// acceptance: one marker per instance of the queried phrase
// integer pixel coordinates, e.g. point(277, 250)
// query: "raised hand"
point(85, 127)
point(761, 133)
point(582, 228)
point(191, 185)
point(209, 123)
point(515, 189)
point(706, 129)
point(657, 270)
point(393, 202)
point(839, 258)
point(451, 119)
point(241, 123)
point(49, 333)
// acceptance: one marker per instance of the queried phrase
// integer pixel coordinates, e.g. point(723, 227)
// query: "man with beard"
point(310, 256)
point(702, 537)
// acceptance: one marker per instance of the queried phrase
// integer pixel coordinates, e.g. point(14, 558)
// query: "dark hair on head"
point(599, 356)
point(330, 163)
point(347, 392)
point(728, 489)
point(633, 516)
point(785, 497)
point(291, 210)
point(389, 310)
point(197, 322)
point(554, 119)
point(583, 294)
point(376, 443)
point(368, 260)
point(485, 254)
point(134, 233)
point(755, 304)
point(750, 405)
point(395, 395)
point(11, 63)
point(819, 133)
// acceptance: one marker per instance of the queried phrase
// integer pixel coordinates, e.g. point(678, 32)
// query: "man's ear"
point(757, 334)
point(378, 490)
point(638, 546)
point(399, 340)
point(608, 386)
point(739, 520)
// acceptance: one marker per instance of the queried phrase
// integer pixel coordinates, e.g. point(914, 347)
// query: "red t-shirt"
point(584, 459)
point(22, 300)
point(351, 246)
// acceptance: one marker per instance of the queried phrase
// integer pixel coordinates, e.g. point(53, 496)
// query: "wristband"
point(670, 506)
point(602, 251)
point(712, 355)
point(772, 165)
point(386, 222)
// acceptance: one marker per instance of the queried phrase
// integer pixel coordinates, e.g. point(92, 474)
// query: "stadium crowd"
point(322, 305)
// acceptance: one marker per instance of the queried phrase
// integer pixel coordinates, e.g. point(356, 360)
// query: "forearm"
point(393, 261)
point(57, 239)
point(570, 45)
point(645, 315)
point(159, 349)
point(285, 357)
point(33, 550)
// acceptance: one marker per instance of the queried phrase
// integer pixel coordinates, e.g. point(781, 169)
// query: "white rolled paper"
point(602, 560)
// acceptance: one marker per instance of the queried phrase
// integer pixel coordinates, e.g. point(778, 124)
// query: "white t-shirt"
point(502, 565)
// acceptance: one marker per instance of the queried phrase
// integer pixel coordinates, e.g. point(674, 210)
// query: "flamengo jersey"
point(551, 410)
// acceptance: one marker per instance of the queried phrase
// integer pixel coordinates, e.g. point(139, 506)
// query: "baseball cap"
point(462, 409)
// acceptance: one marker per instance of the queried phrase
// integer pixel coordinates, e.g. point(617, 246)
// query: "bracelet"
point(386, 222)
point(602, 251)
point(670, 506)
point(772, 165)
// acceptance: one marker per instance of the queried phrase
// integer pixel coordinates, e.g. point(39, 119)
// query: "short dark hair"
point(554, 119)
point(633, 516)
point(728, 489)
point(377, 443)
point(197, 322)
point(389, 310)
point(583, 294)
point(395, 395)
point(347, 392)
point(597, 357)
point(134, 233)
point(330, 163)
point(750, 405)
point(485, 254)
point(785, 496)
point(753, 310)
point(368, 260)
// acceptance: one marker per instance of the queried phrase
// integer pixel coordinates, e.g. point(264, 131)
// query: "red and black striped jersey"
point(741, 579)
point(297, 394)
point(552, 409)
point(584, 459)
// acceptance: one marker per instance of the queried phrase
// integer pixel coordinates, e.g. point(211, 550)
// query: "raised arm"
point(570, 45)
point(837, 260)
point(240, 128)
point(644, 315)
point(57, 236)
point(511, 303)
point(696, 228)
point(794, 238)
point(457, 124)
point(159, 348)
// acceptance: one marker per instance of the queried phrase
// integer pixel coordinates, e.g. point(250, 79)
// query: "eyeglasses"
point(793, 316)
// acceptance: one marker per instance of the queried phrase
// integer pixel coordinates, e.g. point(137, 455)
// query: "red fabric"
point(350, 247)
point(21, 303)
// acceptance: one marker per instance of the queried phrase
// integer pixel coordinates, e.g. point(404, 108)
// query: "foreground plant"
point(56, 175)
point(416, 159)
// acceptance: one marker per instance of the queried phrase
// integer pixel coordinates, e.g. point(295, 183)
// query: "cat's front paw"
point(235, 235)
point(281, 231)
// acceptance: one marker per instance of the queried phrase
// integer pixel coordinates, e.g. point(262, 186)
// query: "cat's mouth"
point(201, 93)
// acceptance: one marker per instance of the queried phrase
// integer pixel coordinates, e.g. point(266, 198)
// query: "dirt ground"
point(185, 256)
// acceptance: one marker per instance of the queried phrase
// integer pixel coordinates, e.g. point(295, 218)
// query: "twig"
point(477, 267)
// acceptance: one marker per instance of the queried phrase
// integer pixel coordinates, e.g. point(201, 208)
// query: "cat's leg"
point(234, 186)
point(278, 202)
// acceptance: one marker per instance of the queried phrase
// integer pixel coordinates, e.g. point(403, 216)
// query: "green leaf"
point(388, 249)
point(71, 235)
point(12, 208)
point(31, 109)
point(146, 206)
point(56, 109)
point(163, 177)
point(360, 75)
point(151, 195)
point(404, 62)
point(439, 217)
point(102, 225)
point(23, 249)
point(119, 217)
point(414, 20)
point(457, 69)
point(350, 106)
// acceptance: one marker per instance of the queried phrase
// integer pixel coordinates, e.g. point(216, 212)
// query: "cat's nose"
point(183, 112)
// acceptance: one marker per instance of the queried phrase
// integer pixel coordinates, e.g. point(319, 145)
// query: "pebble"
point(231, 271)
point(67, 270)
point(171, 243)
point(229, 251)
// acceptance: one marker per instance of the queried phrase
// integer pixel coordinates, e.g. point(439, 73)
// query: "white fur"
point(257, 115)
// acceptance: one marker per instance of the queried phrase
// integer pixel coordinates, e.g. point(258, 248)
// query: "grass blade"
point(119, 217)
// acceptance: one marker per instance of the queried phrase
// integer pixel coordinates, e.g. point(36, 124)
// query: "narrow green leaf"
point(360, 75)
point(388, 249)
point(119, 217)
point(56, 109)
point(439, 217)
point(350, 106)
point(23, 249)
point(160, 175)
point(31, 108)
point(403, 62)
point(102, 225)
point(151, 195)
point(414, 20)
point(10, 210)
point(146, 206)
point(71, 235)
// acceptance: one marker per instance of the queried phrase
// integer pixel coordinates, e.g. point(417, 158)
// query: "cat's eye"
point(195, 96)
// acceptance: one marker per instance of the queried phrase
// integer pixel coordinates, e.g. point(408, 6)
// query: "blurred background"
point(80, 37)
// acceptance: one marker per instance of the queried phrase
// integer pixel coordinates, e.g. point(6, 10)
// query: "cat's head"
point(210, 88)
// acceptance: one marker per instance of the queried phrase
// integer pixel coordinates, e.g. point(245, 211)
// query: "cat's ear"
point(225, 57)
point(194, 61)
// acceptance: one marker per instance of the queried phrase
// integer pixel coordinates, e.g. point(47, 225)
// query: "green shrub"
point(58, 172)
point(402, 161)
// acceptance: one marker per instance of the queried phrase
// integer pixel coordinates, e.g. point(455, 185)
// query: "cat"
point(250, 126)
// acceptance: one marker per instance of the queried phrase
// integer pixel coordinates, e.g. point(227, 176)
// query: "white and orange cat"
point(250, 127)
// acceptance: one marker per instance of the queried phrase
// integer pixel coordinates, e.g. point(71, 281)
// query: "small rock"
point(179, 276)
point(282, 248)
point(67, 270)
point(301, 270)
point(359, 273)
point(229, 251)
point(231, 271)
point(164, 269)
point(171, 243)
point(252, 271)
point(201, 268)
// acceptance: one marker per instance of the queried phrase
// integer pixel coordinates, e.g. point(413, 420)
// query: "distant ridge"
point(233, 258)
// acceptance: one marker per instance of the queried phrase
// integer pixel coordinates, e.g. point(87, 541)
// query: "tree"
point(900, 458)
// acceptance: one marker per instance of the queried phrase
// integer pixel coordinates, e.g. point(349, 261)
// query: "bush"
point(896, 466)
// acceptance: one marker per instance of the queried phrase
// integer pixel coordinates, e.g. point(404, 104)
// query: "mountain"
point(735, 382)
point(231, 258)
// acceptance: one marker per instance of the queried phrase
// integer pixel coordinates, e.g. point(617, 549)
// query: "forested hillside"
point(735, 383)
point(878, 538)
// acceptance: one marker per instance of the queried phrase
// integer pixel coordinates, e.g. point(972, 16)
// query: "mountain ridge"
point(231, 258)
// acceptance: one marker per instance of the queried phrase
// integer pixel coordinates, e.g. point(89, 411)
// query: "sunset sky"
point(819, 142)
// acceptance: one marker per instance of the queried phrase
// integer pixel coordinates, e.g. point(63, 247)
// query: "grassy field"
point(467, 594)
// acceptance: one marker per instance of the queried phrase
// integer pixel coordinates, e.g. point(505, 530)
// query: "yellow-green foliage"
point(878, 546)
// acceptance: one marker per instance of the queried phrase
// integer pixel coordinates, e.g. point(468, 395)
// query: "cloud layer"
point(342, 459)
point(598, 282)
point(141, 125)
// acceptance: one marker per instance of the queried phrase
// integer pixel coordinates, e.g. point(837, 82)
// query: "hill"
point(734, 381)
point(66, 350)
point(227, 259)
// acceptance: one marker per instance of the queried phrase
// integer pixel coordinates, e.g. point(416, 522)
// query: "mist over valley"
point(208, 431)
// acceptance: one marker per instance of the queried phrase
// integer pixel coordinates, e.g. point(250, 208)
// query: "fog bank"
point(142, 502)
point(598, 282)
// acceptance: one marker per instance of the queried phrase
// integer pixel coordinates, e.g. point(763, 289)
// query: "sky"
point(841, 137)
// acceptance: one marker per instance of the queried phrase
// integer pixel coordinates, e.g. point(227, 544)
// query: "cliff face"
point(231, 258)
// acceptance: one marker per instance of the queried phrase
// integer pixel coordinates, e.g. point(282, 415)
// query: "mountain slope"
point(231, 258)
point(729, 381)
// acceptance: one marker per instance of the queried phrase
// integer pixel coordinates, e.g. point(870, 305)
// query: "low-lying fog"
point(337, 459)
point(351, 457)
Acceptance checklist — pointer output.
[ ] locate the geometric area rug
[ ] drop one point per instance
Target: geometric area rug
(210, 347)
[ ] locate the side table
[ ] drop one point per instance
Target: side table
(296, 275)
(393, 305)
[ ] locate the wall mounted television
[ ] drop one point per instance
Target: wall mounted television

--------------------------------------------------

Please copy, without any change, the lines of the material from the first through the one containing "e.g. point(914, 347)". Write nothing else.

▸ **Result below**
// acceptance: one marker per instance of the queried phrase
// integer pixel coordinates, e.g. point(277, 250)
// query: "raised hand"
point(85, 127)
point(761, 133)
point(582, 228)
point(191, 185)
point(209, 123)
point(515, 189)
point(706, 129)
point(657, 270)
point(393, 202)
point(839, 258)
point(451, 119)
point(241, 123)
point(49, 333)
// acceptance: one marker per instance of the queried phrase
// integer pixel coordinates, e.g. point(723, 227)
// query: "man with beard"
point(310, 256)
point(702, 537)
// acceptance: one marker per instance of the queried phrase
// integer pixel coordinates, e.g. point(14, 558)
// query: "dark hair on head"
point(599, 356)
point(330, 163)
point(347, 392)
point(728, 489)
point(633, 516)
point(785, 497)
point(291, 210)
point(389, 310)
point(197, 322)
point(554, 119)
point(583, 294)
point(376, 443)
point(368, 260)
point(485, 254)
point(134, 233)
point(755, 304)
point(750, 405)
point(395, 395)
point(11, 63)
point(819, 133)
// acceptance: one marker per instance of the queried phrase
// integer pixel coordinates, e.g. point(678, 32)
// query: "man's ear"
point(757, 334)
point(378, 490)
point(638, 546)
point(399, 340)
point(608, 386)
point(739, 520)
// acceptance: one marker per instance of the queried phrase
// integer pixel coordinates, e.g. point(914, 347)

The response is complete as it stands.